As an initial matter the Court notes Ronald Van Hook's Complaint alleges all claims on behalf of his minor children. A pro se litigant can not file litigation on behalf of third parties, including minor children, unless the pro se litigant is licensed to practice law. Johns v. Cty. of San Diego, 114 F.3d 874, 877 (9th Cir. 1997); Smogonovich v. City of Boise, No. CV09-011-S-EJL, 2009 WL 3229371, at *2 (D. Idaho Oct. 2, 2009) ("a non-lawyer, may represent his own interests but may not represent those of his children."). As such, the Court will dismiss the minor children from this action and will consider the legal and factual sufficiency of the claims as to Ronald Van Hook only.

2. Res Judicata and collateral estoppel apply to bar certain claims against seven of the defendants.

Res judicata and collateral estoppel are affirmative defenses used in federal court to give preclusive effect to prior state court judgments. See 28 U.S.C. § 1738 (federal courts must afford full faith and credit to state judicial proceedings). Federal courts apply state rules governing preclusion to determine whether a state judgment should have preclusive effect in a federal action. See Migra v. Warren City Sch. Dist. Bd. of Educ., 465 U.S. 75 at 83-85, 104 (1984)

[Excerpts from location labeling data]
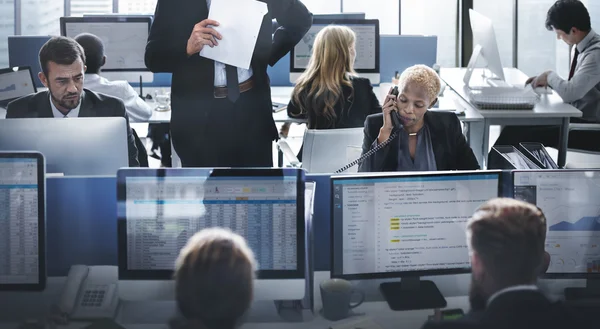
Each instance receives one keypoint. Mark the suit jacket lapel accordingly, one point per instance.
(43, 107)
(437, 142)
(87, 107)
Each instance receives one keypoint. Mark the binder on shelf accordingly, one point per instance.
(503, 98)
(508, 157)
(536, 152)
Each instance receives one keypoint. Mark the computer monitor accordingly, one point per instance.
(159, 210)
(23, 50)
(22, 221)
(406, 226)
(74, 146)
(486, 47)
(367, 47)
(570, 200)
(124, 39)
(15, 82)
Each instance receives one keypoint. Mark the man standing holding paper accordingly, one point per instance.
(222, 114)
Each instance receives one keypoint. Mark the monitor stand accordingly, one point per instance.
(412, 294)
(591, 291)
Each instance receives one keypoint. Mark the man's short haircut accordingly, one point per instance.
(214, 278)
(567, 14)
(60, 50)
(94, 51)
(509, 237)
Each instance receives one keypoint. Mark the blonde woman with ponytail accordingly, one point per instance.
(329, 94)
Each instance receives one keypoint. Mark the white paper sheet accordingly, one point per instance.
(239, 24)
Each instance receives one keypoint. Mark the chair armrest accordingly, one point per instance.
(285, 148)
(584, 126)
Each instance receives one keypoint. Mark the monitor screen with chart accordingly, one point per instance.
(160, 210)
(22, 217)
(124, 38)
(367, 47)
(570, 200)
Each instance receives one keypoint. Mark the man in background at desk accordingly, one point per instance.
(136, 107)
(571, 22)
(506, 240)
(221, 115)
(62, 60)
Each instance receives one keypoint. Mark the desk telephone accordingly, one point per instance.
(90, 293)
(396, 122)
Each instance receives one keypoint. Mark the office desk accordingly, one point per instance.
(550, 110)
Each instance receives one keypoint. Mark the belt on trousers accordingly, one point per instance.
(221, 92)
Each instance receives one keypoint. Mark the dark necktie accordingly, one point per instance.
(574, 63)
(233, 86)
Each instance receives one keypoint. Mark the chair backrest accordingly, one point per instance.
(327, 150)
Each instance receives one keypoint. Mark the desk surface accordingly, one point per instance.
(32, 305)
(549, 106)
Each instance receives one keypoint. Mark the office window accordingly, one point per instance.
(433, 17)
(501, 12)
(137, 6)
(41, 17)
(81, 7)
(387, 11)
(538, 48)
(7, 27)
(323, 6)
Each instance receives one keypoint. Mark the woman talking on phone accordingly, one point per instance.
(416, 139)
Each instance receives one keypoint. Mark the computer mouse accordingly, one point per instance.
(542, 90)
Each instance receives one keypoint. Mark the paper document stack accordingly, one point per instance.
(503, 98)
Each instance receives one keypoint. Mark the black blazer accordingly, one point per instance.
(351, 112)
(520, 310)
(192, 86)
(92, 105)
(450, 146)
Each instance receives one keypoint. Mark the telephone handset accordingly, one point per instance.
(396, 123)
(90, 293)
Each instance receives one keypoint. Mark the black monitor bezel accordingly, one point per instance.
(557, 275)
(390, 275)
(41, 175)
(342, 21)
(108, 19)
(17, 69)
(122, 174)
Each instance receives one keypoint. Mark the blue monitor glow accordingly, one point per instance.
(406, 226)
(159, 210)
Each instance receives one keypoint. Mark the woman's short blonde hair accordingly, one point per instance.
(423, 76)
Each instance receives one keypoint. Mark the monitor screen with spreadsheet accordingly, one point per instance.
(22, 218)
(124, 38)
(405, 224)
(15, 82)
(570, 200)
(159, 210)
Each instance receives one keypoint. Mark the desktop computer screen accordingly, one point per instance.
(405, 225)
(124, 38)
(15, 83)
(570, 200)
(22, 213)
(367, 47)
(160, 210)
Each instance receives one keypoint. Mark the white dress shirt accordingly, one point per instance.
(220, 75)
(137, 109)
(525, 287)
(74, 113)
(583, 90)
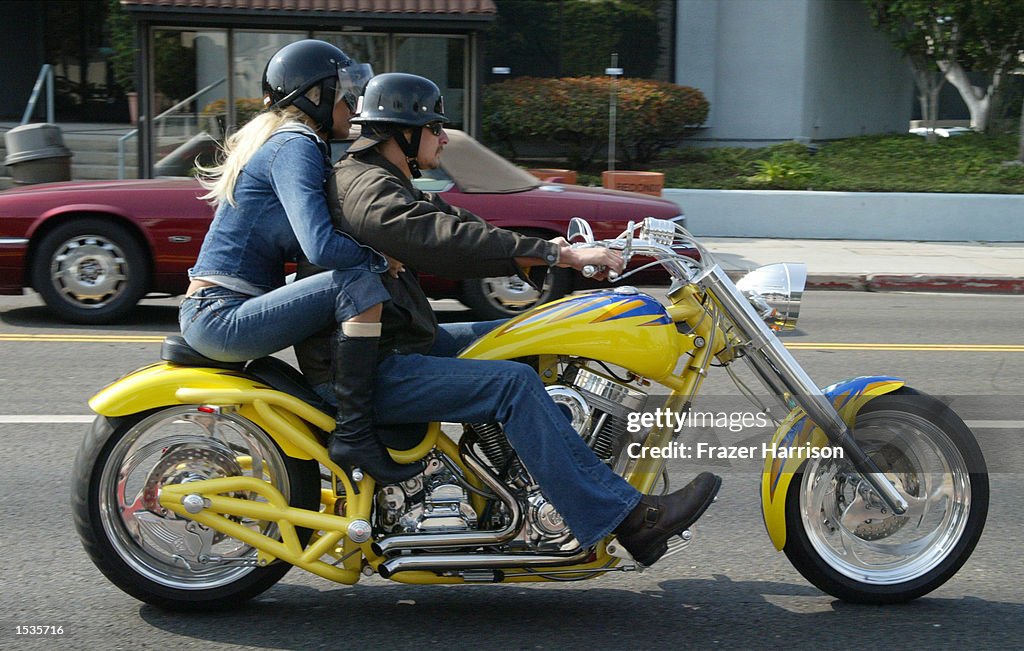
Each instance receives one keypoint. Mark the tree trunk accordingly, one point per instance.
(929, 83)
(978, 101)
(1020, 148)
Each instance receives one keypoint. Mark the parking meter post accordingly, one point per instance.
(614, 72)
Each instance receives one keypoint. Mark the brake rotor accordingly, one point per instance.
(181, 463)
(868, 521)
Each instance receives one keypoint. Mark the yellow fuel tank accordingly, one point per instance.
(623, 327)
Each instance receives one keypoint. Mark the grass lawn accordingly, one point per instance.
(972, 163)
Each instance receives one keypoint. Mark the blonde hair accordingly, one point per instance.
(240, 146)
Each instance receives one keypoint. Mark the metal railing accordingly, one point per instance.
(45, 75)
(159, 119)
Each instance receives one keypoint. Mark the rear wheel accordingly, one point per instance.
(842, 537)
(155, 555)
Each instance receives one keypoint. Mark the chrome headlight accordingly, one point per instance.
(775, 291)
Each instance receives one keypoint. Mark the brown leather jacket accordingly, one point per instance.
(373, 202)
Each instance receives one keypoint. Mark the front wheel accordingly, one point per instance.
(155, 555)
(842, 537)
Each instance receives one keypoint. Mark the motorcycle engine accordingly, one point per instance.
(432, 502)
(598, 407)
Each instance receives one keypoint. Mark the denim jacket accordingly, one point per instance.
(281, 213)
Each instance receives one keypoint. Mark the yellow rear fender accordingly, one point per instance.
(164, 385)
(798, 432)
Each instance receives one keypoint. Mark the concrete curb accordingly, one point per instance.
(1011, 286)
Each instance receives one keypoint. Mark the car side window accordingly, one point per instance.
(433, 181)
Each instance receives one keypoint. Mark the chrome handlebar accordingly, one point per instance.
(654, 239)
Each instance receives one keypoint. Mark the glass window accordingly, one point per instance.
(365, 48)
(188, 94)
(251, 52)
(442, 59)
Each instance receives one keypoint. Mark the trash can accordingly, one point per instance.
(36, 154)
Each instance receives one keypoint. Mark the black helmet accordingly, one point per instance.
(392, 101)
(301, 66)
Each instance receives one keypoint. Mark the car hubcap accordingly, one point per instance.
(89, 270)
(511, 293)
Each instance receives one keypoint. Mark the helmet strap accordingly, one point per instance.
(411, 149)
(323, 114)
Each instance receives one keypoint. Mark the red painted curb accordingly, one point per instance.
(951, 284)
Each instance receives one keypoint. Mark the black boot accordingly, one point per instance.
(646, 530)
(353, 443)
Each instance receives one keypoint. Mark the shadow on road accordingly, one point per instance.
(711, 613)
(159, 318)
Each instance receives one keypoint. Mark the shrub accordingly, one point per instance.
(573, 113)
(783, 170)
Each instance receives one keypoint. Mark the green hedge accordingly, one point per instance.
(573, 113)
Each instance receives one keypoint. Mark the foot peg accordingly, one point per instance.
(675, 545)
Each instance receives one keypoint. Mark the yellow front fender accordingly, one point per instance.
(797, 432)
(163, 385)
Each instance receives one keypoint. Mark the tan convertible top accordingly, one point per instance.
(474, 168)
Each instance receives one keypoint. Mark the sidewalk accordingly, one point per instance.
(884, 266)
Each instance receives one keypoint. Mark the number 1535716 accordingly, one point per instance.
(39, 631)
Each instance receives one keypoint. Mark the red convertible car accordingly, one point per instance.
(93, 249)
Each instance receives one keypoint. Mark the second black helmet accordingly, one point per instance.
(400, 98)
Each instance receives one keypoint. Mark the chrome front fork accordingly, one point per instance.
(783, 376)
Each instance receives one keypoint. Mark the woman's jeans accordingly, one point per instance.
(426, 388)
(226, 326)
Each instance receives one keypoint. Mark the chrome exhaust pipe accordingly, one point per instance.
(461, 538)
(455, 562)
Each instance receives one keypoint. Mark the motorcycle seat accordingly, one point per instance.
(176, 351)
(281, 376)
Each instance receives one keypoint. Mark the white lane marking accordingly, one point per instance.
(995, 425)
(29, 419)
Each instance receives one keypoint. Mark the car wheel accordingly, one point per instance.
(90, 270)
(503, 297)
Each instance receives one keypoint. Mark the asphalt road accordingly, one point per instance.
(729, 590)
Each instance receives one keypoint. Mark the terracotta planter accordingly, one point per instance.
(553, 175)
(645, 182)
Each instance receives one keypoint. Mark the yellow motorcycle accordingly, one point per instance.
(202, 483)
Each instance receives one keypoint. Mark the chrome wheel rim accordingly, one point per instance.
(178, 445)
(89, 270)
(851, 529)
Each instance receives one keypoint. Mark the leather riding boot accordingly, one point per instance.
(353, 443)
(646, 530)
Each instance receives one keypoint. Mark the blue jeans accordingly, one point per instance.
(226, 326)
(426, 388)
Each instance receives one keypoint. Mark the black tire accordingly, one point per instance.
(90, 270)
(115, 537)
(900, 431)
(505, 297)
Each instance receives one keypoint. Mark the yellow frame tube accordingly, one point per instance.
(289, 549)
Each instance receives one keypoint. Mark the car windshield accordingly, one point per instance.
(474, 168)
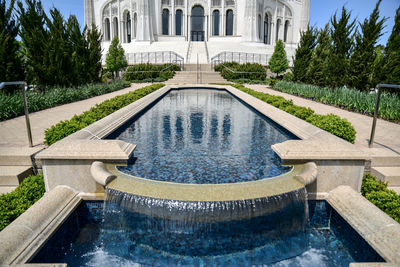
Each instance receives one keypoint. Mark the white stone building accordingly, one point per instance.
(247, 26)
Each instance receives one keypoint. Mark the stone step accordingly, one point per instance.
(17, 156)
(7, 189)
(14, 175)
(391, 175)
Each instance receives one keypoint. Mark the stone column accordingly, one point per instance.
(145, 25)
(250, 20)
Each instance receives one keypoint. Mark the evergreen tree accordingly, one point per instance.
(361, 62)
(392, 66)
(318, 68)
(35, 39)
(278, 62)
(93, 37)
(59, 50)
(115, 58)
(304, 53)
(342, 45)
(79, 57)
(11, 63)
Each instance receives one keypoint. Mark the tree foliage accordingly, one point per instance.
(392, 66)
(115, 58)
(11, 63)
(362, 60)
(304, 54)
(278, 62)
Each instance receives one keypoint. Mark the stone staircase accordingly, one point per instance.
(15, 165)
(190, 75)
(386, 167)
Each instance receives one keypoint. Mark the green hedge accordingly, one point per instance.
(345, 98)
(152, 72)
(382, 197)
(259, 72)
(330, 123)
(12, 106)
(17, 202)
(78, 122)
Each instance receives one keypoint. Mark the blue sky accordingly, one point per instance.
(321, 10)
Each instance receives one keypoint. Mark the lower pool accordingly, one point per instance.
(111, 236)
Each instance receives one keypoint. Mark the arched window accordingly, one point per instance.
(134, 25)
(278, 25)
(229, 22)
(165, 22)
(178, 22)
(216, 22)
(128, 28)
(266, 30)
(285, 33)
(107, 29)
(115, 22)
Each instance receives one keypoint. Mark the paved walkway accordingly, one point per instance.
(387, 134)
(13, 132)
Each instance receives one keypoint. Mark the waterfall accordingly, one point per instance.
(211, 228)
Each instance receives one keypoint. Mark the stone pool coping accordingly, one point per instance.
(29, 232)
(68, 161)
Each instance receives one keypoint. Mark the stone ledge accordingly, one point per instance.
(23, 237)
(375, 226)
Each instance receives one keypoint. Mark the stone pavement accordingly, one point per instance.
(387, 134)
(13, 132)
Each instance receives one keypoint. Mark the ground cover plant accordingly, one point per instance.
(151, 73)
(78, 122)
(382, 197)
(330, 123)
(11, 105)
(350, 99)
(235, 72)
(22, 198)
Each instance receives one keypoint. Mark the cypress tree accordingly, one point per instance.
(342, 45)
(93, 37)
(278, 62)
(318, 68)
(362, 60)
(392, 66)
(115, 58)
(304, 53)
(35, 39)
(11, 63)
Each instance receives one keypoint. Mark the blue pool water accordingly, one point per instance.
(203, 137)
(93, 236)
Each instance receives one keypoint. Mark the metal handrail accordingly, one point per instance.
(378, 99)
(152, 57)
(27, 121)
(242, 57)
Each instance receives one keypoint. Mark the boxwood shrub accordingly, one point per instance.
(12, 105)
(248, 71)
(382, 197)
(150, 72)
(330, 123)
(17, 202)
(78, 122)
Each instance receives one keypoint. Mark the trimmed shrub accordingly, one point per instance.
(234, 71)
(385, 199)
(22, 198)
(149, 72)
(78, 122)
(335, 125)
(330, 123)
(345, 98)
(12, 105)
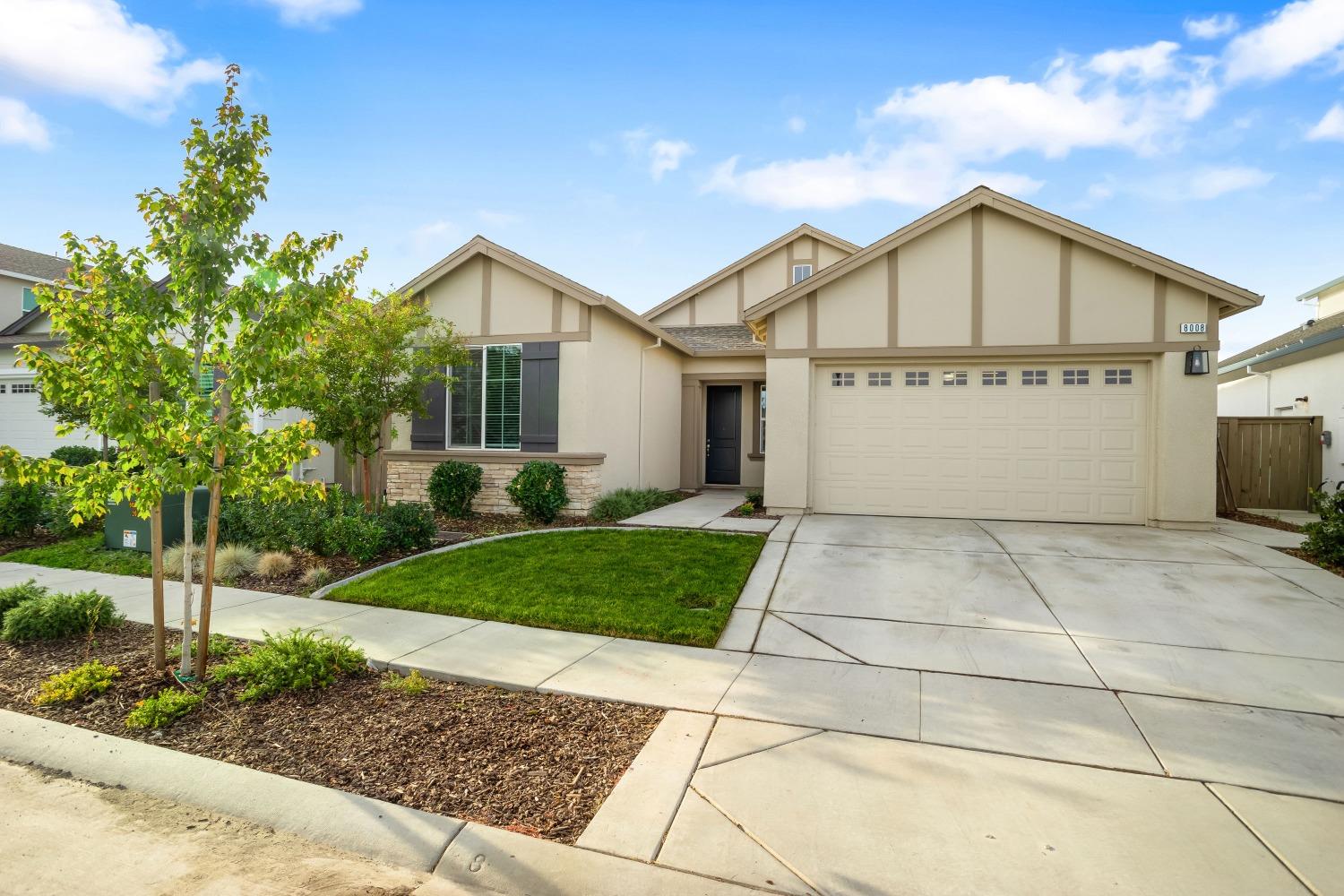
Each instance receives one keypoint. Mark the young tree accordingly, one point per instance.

• Written request 1:
Copy the part of the court opinion excerpt starting at "As an initial" and ending at "of the defendants.".
• Written request 2:
Go on with the court opinion excerpt on preclusion from the point where it stops.
The rows bear no relation to the court opinion excerpt.

• Task output 1:
As an initial matter the Court notes Ronald Van Hook's Complaint alleges all claims on behalf of his minor children. A pro se litigant can not file litigation on behalf of third parties, including minor children, unless the pro se litigant is licensed to practice law. Johns v. Cty. of San Diego, 114 F.3d 874, 877 (9th Cir. 1997); Smogonovich v. City of Boise, No. CV09-011-S-EJL, 2009 WL 3229371, at *2 (D. Idaho Oct. 2, 2009) ("a non-lawyer, may represent his own interests but may not represent those of his children."). As such, the Court will dismiss the minor children from this action and will consider the legal and factual sufficiency of the claims as to Ronald Van Hook only.

2. Res Judicata and collateral estoppel apply to bar certain claims against seven of the defendants.

• Task output 2:
The doctrine of res judicata, or claim preclusion, applies "when there is (1) an identity of claims; (2) a final judgment on the merits; and (3) identity or privity between the parties." Owens v. Kaiser Found. Health Plan, Inc., 244 F.3d 708, 713 (9th Cir. 2001). Idaho law provides that the party asserting res judicata as an affirmative defense bears the burden of establishing all of the essential elements by a preponderance of the evidence. Foster v. City of St. Anthony, 841 P.2d 413, 419 (Idaho 1992).

On the other hand, a party seeking to apply collateral estoppel, or issue preclusion, must show: (1) the party against whom an earlier decision was asserted had a full and fair opportunity to litigate the issue decided in the earlier case; (2) the issue decided in the prior litigation was identical to the issue presented in the present action; (3) the issue sought to be precluded was actually decided in the prior litigation; (4) there was a final judgment on the merits in the prior litigation; and (5) the party against whom the issue is asserted was a party or in privity with a party to the litigation. Ticor Title Co. v. Stanion, 157 P.3d 613, 618 (Idaho 2007).

In this matter, Defendants Grant, Stretch, Idaho Legal Aid services, Inc., Virginia Bond, Bond Law Chartered, Steven Fisher and Fisher Law Offices, PLLC, each assert many of the claims Van Hook alleges against them are barred by res judicata, collateral estoppel, or both. Defendants' arguments are based on the fact that, in the 2016 state court complaint, Van Hook alleged the same complaints against them.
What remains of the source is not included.